__Exercise__:
What you return must be every line from the beginning of the data through the line holding "Question: In the above interface, where exactly is the bare", unchanged.

Stored data entries:
━━━━━━━━━━

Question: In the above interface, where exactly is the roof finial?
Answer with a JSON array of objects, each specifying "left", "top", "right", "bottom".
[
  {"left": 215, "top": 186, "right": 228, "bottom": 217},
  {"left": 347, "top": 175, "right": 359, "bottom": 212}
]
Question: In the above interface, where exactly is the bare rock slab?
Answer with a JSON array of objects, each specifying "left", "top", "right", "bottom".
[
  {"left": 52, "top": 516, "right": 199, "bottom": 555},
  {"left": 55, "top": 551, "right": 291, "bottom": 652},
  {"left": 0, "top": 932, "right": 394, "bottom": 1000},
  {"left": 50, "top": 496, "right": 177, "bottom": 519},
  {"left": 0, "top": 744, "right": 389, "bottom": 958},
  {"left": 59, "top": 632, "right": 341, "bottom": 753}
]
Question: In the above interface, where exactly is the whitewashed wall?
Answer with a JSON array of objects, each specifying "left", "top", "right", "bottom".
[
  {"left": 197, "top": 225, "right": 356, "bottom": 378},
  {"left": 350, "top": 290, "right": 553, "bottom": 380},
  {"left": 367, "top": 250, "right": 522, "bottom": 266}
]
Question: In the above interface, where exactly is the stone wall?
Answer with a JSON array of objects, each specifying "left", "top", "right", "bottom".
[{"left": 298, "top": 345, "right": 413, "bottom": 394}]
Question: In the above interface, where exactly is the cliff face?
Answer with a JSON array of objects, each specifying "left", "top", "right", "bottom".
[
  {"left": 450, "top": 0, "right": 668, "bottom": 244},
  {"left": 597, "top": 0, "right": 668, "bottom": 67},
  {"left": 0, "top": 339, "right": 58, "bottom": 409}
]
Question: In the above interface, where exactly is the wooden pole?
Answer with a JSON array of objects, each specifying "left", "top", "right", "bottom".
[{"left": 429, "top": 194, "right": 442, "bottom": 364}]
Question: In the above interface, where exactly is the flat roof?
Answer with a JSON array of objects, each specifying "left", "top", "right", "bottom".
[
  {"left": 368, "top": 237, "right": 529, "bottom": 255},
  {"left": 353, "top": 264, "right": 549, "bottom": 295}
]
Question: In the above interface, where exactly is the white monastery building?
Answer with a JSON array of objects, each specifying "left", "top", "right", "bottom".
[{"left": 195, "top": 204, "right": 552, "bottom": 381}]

━━━━━━━━━━

__Solution for this exercise__:
Question: In the above interface, where exactly is the roof finial?
Answer with a JSON array of objects, each specifying "left", "top", "right", "bottom".
[
  {"left": 215, "top": 186, "right": 228, "bottom": 217},
  {"left": 347, "top": 175, "right": 359, "bottom": 212}
]
Question: In the above interface, where exactly is the bare rock slab?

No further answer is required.